**INSTRUCTIONS FOR THE TASK**. Convert the rows below, starting at the beginning and ending at the line that contains "positive clicks: (864, 1371)", into a Markdown table with the columns Index and Entry, where Index numbers each line and Entry holds its text, and omit blank lines. Leave the pictures out of the answer.

(Beginning of RAW DATA)

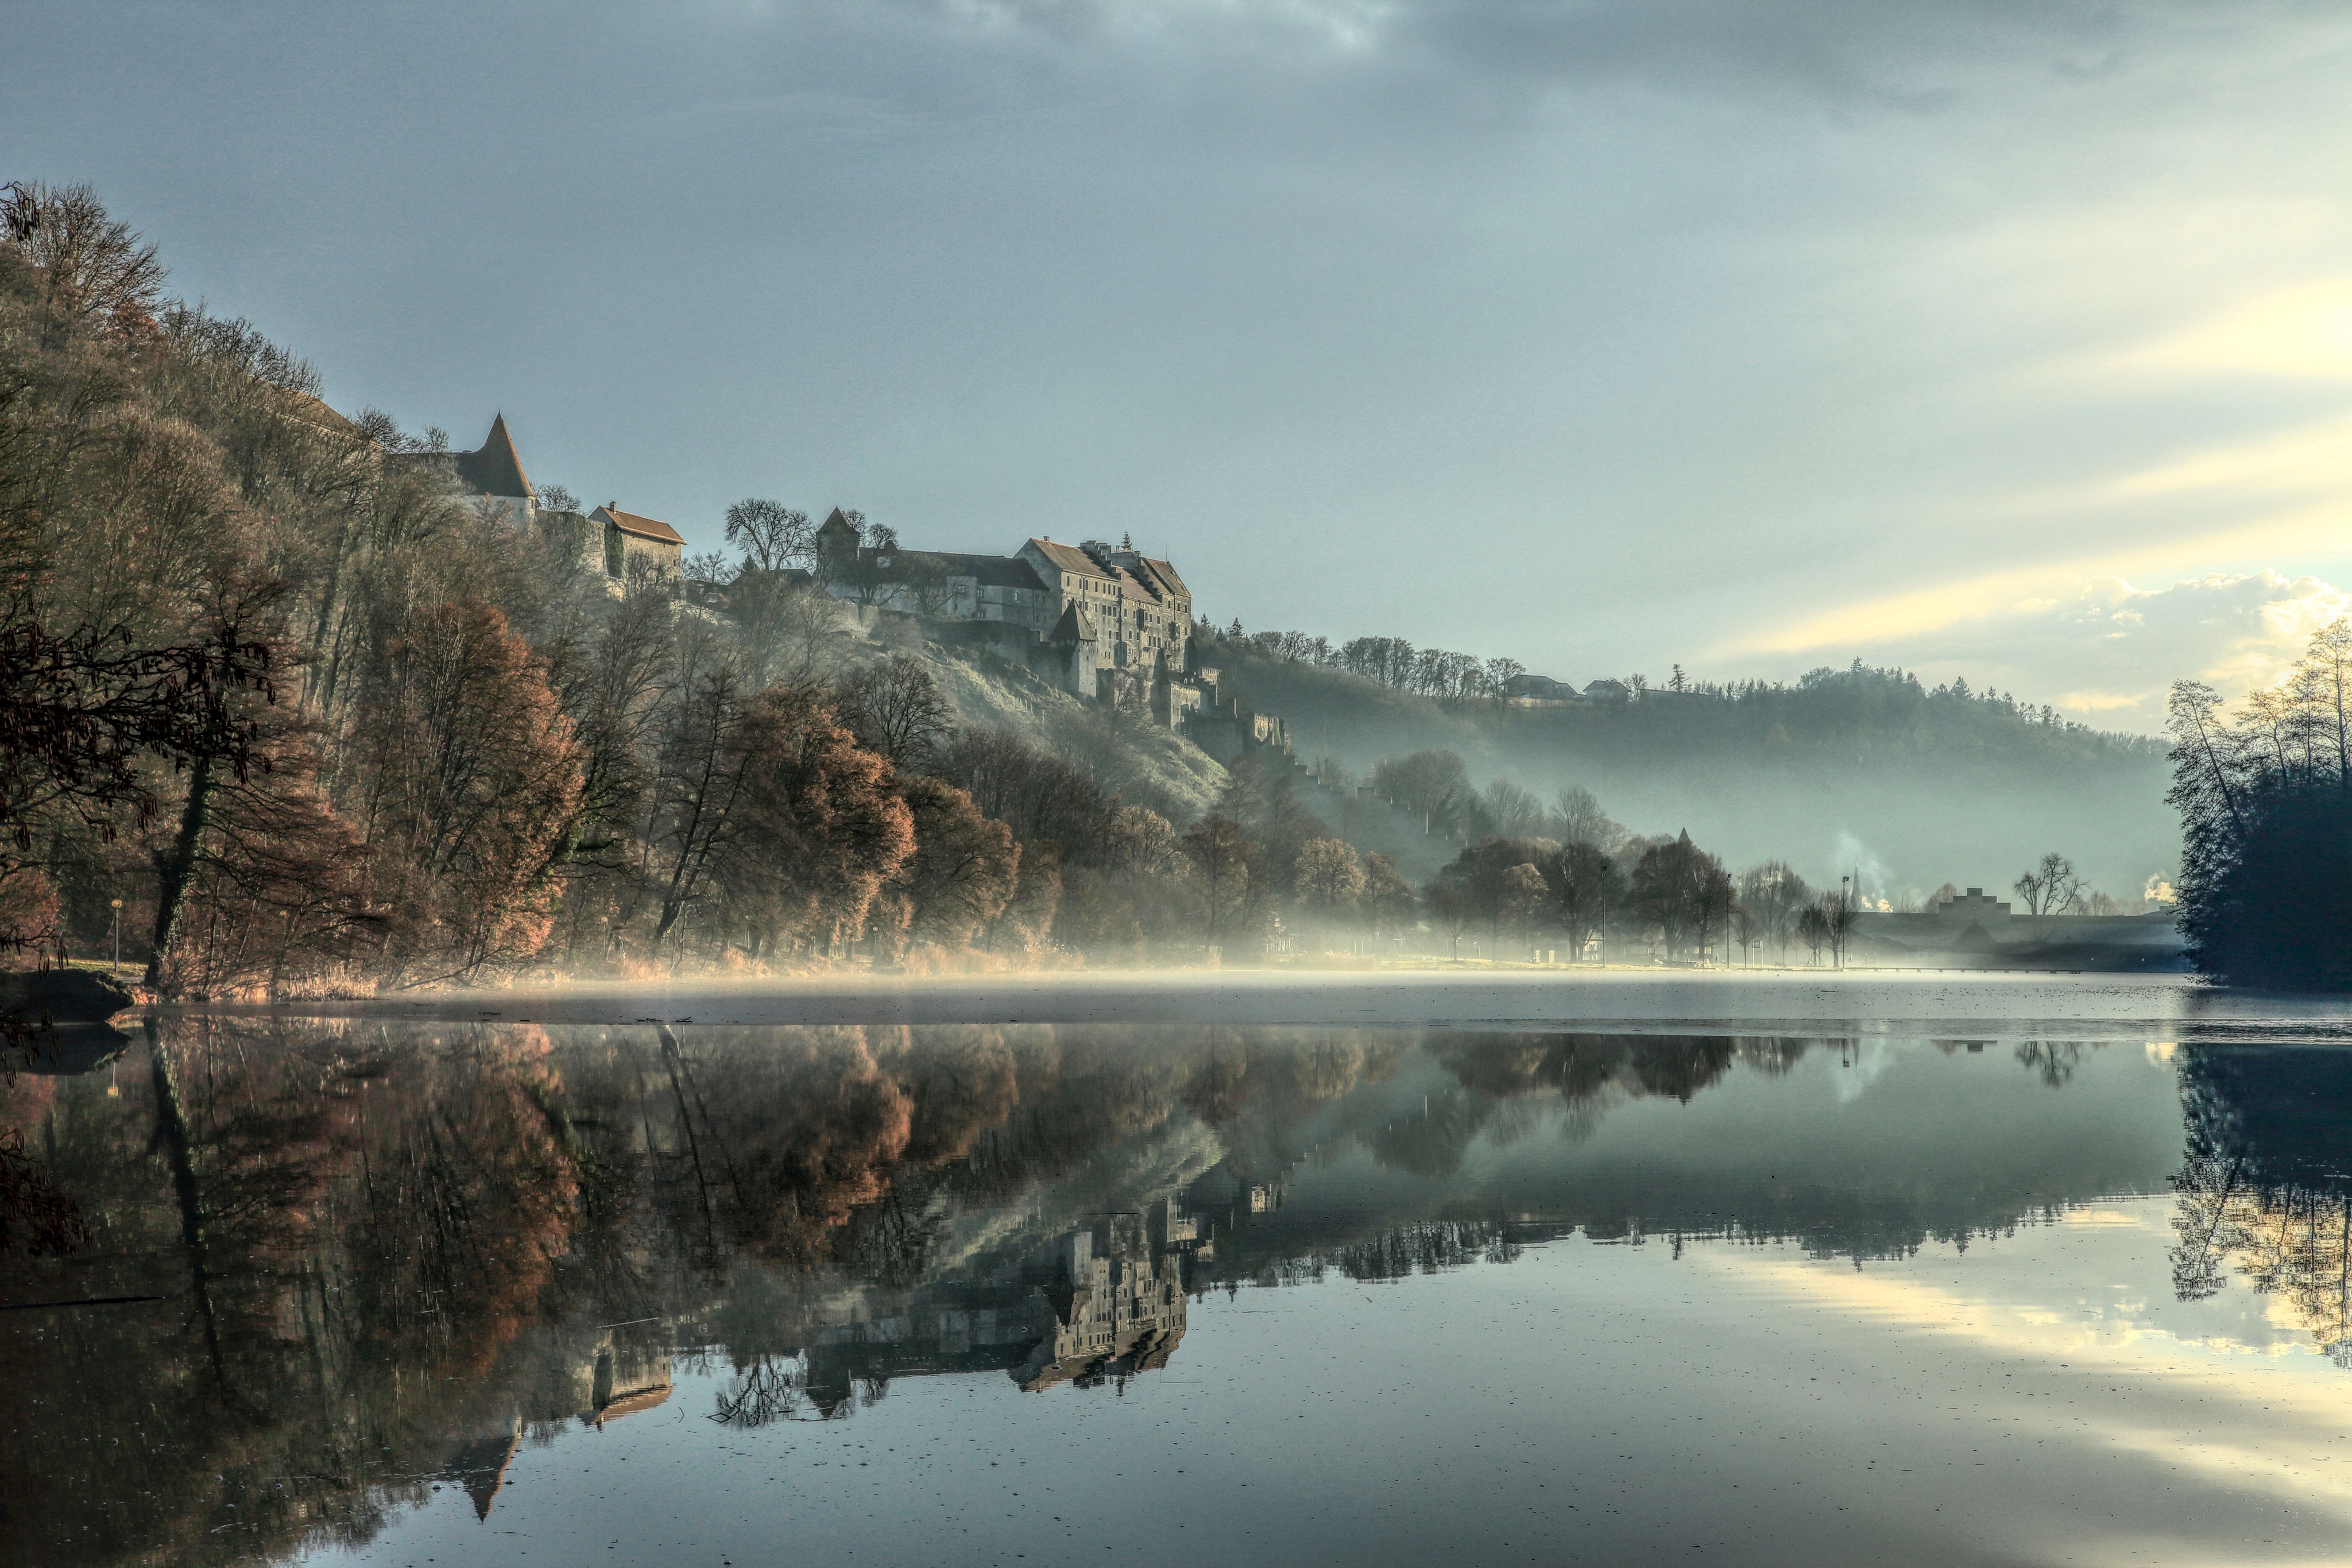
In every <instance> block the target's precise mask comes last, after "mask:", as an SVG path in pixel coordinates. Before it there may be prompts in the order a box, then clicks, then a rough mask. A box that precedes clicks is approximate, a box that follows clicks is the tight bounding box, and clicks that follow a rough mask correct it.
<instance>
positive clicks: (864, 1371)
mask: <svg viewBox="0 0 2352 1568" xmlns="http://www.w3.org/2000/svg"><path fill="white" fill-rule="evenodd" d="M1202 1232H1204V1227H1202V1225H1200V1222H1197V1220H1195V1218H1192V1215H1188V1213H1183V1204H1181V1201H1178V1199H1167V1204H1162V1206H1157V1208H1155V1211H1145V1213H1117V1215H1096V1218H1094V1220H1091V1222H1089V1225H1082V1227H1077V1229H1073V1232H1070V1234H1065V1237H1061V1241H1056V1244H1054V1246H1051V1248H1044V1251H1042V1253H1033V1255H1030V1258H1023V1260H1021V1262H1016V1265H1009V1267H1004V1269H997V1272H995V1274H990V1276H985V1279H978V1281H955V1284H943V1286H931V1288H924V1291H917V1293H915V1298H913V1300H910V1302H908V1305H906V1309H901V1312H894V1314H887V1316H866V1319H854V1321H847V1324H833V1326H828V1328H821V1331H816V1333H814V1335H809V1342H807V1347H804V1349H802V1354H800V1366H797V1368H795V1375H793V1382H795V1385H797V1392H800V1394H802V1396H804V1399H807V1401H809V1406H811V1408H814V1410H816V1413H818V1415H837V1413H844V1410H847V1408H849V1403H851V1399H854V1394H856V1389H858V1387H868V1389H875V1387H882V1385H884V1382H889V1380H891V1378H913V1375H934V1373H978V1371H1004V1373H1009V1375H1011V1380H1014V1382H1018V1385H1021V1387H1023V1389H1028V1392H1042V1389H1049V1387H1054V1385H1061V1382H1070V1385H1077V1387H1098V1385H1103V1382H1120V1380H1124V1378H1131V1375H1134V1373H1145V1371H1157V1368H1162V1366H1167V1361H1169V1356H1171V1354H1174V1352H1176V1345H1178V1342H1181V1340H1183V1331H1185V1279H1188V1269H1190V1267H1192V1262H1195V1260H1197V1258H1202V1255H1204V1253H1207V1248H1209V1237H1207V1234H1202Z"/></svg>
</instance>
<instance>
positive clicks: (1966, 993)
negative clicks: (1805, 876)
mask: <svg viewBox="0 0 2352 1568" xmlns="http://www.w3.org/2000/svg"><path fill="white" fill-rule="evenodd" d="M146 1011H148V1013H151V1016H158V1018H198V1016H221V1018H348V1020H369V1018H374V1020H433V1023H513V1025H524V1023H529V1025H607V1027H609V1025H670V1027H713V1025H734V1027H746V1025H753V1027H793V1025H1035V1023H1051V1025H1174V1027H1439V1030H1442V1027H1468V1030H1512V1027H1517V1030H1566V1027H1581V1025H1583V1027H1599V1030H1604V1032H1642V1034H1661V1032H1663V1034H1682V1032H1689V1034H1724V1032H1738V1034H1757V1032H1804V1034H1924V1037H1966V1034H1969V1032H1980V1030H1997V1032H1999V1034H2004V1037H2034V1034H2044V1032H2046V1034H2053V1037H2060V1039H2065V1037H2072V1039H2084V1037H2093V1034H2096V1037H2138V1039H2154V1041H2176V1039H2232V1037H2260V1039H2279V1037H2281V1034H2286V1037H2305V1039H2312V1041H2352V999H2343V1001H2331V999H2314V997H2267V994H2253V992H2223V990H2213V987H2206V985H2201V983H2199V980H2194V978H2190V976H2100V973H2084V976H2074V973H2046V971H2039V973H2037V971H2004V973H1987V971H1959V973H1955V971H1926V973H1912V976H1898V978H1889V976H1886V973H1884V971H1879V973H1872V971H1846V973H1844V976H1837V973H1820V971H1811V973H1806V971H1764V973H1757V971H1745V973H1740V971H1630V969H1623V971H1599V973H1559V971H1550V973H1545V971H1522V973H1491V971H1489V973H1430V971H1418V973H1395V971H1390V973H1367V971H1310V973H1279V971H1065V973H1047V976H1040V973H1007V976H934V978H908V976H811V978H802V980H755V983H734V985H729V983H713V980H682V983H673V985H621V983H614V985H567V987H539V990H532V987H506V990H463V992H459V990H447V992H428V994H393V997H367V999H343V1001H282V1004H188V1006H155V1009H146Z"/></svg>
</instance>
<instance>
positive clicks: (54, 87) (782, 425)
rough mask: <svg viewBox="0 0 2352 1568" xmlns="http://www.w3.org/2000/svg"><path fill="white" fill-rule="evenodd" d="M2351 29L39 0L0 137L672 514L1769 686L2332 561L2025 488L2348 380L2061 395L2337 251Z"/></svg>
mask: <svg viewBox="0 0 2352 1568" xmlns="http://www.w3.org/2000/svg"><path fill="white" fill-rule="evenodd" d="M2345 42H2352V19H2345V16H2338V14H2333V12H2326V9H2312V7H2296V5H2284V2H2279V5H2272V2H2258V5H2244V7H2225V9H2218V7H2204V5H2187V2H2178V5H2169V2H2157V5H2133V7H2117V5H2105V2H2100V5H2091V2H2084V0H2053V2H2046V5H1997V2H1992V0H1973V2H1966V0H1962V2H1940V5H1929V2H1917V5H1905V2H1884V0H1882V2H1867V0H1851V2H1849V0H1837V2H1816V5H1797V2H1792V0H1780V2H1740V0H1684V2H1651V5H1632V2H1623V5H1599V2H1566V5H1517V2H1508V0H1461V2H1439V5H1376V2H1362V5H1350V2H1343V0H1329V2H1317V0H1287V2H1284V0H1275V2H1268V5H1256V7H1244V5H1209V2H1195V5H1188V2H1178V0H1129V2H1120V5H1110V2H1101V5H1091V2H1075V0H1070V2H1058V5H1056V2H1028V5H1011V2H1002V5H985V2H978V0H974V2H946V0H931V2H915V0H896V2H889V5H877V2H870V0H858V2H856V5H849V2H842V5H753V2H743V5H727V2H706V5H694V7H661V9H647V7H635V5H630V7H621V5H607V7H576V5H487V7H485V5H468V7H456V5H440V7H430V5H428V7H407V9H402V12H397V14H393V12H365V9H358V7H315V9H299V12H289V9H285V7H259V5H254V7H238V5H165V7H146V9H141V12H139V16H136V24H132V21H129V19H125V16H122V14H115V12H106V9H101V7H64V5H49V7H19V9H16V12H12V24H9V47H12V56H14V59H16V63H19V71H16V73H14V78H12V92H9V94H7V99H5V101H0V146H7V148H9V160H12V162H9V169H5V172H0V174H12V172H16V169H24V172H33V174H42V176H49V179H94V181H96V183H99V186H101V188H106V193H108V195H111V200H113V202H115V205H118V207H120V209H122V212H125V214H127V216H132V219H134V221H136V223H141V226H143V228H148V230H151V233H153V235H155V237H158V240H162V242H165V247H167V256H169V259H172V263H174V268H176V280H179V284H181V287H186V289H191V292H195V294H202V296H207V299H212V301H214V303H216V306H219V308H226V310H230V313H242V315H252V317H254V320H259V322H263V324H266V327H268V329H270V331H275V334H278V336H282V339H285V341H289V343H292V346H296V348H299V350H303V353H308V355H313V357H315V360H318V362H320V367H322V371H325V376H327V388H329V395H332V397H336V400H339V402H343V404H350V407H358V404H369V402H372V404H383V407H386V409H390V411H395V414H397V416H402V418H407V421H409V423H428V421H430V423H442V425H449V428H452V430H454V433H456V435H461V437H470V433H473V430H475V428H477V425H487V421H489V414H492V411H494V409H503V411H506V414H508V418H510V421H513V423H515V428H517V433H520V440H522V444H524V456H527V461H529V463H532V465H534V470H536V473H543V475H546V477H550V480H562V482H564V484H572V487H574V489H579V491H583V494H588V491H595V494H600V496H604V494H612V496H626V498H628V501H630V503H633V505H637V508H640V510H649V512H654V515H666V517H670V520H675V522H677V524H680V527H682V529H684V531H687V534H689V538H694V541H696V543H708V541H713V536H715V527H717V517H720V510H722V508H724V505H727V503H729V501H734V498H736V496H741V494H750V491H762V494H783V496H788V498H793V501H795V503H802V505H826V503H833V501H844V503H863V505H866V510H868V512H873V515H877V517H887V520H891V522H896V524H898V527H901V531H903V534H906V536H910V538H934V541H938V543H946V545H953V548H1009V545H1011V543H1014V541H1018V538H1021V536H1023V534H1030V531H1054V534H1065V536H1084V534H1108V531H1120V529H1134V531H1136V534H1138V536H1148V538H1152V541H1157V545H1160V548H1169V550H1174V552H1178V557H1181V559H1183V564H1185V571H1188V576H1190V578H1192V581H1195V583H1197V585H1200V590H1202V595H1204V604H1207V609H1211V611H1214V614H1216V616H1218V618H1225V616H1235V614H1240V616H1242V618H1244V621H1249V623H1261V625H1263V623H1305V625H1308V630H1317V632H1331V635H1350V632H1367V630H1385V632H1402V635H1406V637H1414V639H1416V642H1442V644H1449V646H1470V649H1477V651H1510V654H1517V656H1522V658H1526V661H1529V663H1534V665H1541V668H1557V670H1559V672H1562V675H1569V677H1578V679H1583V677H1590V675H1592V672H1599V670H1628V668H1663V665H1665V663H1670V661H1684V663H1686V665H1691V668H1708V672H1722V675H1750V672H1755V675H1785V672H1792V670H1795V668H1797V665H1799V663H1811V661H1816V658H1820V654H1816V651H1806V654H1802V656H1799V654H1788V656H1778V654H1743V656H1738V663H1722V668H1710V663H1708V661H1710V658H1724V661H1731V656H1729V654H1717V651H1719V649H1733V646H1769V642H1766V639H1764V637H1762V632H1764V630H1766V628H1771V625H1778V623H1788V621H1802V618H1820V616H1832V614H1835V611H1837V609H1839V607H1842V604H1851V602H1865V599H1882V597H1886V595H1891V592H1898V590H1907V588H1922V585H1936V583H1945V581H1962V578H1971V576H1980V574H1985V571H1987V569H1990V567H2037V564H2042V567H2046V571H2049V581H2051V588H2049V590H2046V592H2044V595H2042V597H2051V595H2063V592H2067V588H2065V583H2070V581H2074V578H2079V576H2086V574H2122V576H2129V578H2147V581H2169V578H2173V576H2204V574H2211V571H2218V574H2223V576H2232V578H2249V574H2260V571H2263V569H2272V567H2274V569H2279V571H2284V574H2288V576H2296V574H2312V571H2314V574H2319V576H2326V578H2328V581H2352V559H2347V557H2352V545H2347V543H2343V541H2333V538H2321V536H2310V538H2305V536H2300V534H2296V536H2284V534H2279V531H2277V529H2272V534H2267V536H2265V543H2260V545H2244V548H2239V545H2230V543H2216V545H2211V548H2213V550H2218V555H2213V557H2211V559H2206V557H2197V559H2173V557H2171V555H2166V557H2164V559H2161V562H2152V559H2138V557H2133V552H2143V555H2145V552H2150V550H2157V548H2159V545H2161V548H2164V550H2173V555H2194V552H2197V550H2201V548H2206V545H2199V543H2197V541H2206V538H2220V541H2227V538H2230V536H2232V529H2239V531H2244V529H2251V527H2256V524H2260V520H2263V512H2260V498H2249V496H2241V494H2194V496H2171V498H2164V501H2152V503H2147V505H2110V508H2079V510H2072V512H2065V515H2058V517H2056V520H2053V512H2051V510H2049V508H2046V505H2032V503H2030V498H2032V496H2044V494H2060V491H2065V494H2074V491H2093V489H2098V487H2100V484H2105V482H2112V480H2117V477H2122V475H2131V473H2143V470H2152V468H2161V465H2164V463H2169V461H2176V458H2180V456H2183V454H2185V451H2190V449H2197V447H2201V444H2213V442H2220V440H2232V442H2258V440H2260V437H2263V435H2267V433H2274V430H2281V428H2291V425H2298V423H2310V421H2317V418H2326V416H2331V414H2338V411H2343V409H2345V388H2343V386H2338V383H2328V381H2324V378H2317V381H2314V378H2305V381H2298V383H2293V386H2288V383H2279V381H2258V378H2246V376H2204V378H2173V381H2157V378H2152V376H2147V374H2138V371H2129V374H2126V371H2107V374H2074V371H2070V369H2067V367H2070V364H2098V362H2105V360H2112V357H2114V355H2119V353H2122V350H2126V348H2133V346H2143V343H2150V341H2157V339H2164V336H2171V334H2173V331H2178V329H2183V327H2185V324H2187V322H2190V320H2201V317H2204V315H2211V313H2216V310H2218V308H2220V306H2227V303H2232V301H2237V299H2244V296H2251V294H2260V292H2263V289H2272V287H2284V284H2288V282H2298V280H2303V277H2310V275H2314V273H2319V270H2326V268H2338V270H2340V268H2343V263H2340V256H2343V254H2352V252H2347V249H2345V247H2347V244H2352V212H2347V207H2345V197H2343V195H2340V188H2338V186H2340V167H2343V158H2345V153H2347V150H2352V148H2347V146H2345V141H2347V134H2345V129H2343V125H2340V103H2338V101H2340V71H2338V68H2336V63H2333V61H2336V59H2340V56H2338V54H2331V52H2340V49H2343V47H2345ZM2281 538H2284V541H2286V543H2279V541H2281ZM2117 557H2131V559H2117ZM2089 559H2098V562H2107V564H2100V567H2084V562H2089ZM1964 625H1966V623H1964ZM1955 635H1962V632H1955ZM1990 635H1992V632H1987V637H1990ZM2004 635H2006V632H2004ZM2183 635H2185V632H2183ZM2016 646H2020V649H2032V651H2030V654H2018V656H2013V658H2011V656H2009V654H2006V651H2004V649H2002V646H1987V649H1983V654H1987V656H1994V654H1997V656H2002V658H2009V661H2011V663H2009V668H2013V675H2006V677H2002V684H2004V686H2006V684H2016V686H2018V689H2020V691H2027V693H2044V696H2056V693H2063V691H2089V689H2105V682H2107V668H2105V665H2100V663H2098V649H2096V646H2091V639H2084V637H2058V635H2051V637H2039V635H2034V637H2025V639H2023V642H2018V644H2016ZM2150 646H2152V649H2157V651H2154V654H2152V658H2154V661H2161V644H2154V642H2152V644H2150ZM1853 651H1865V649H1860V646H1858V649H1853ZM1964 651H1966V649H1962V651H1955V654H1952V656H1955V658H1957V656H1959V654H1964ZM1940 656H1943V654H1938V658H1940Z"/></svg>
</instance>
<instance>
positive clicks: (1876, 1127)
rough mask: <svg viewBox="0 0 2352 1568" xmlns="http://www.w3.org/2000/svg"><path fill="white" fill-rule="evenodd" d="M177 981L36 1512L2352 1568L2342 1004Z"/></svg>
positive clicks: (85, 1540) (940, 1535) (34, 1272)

(End of RAW DATA)

**RESPONSE**.
| Index | Entry |
|---|---|
| 1 | In every <instance> block the target's precise mask comes last, after "mask:", as an SVG path in pixel coordinates. Before it there may be prompts in the order a box, then clicks, then a rough mask. A box that precedes clicks is approximate, a box that follows clicks is the tight bounding box, and clicks that follow a rough mask correct it. |
| 2 | <instance> |
| 3 | positive clicks: (864, 1371) |